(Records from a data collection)
§

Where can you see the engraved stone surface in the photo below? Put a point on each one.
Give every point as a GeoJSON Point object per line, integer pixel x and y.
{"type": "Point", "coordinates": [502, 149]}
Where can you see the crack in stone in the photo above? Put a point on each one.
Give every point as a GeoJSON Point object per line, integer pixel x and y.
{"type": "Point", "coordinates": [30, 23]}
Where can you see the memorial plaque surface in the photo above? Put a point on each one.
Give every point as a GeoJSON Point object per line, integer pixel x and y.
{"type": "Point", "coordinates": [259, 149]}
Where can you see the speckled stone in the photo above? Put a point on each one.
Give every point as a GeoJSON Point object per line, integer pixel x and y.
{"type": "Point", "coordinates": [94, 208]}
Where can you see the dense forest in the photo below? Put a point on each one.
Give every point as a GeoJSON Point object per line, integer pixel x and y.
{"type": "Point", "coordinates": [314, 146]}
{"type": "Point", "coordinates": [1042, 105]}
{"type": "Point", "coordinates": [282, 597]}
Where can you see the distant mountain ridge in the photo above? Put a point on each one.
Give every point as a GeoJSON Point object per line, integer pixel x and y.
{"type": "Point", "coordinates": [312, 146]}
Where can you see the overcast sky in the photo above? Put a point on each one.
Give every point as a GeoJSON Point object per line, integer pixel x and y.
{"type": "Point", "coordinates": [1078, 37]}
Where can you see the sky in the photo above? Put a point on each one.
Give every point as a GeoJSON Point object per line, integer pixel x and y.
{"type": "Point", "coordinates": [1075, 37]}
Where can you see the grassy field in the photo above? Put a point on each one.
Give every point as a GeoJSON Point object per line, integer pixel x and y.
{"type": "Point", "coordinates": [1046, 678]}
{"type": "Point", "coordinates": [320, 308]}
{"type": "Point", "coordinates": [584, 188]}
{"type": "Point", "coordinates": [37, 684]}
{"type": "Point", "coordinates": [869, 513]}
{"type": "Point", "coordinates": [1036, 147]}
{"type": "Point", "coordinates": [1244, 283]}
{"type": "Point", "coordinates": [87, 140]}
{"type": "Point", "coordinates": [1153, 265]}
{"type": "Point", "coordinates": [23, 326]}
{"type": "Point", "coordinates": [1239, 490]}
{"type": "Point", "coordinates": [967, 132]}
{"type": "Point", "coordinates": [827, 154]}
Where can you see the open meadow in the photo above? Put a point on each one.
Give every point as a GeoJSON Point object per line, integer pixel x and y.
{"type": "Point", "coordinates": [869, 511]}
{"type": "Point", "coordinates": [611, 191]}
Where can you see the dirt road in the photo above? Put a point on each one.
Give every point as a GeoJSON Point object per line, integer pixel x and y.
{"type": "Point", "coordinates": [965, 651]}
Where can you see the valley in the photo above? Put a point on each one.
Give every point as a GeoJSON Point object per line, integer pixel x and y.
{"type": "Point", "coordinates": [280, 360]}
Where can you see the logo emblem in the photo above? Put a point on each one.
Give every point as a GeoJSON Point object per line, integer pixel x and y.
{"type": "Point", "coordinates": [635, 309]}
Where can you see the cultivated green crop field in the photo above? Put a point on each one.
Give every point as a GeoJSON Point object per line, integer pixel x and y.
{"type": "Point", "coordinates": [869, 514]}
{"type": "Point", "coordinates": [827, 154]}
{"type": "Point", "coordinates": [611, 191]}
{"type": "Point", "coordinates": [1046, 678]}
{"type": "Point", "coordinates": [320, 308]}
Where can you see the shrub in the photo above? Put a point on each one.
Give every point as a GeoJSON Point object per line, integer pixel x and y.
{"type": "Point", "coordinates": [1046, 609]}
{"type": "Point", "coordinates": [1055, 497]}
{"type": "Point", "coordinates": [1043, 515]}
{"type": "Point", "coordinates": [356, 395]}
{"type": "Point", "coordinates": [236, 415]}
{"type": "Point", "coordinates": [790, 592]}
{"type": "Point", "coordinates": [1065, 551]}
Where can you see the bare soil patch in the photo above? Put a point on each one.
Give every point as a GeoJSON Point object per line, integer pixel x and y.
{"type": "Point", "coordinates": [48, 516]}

§

**What is expected**
Write out the whole listing again, exactly as it stands.

**Answer below**
Where can you see the engraved stone surface in the photo below? Put a point on each one.
Give every point as a GeoJSON Point object per line, integer pixel x and y.
{"type": "Point", "coordinates": [502, 149]}
Where can you see the crack in stone in the photo above? Put a point on each one.
Give every point as a GeoJSON Point object per line, integer pixel x and y.
{"type": "Point", "coordinates": [30, 23]}
Where can you see the memorial plaque surface in the photo above? Put a point on each one.
Give every point as a GeoJSON Point object per line, integer pixel x and y.
{"type": "Point", "coordinates": [259, 149]}
Where can you see the speckled stone in the photo above? Put a point on each one.
Give every point as a GeoJSON Point object per line, integer pixel x and y.
{"type": "Point", "coordinates": [94, 208]}
Where can you see the dense forest in the photo below? Put a point on each one.
Give every point as a GeoJSON Point object per line, integer pixel x and y.
{"type": "Point", "coordinates": [314, 146]}
{"type": "Point", "coordinates": [1042, 105]}
{"type": "Point", "coordinates": [282, 597]}
Where can you see the distant mountain ridge in the photo above? Put a point on each one.
Give every point as a GeoJSON Point object per line, integer pixel x and y.
{"type": "Point", "coordinates": [312, 146]}
Where can you see the overcast sky in the photo above? Put a point on each one.
Give every point as a GeoJSON Point object per line, integer pixel x and y.
{"type": "Point", "coordinates": [1078, 37]}
Where can you see the sky in the photo above? Put a point on each one.
Give every point as a GeoJSON Point object per line, integer pixel x and y.
{"type": "Point", "coordinates": [1075, 37]}
Where can you see the grassy field in the photo above? Put a point on each one.
Give every point as a GeoJSON Point object per line, integer pixel x and y.
{"type": "Point", "coordinates": [1046, 678]}
{"type": "Point", "coordinates": [320, 308]}
{"type": "Point", "coordinates": [584, 188]}
{"type": "Point", "coordinates": [37, 684]}
{"type": "Point", "coordinates": [869, 513]}
{"type": "Point", "coordinates": [1036, 147]}
{"type": "Point", "coordinates": [1244, 283]}
{"type": "Point", "coordinates": [87, 140]}
{"type": "Point", "coordinates": [1153, 265]}
{"type": "Point", "coordinates": [23, 326]}
{"type": "Point", "coordinates": [1239, 490]}
{"type": "Point", "coordinates": [967, 132]}
{"type": "Point", "coordinates": [827, 154]}
Where can you see the open meadow in the photo above? Put a point on each one.
Give every point as a GeoJSON Point object per line, integer pixel x and y.
{"type": "Point", "coordinates": [869, 511]}
{"type": "Point", "coordinates": [611, 191]}
Where can you see the dirt road in the photo above? Put a point on each one.
Give every point as a GeoJSON Point object per line, integer pixel x and y.
{"type": "Point", "coordinates": [965, 651]}
Where can you see the valley in the photo above? Put a point on each one.
Give every point as a GeoJSON Point object per line, integer pixel x and y.
{"type": "Point", "coordinates": [280, 360]}
Where can you see the logo emblem in the photo above? Put a point on each one.
Give every point as a GeoJSON Point object per line, integer pixel x and y.
{"type": "Point", "coordinates": [635, 309]}
Where can you see the cultivated green crop field in the photo above? Put a point on each one.
Give every point as a GeoJSON Point object per line, integer pixel x and y.
{"type": "Point", "coordinates": [869, 514]}
{"type": "Point", "coordinates": [827, 154]}
{"type": "Point", "coordinates": [611, 191]}
{"type": "Point", "coordinates": [1046, 678]}
{"type": "Point", "coordinates": [320, 308]}
Where can you see the shrub in the photo above? Put a point on each one.
Give every point as a GeoJSON Point object per line, integer pixel x and y.
{"type": "Point", "coordinates": [1046, 609]}
{"type": "Point", "coordinates": [1055, 497]}
{"type": "Point", "coordinates": [1043, 515]}
{"type": "Point", "coordinates": [356, 395]}
{"type": "Point", "coordinates": [236, 415]}
{"type": "Point", "coordinates": [790, 592]}
{"type": "Point", "coordinates": [1065, 551]}
Where can you see the bare soil patch in the photo above? Put a point on each one.
Give every point as a GeoJSON Point object per line, integer pixel x and y.
{"type": "Point", "coordinates": [48, 516]}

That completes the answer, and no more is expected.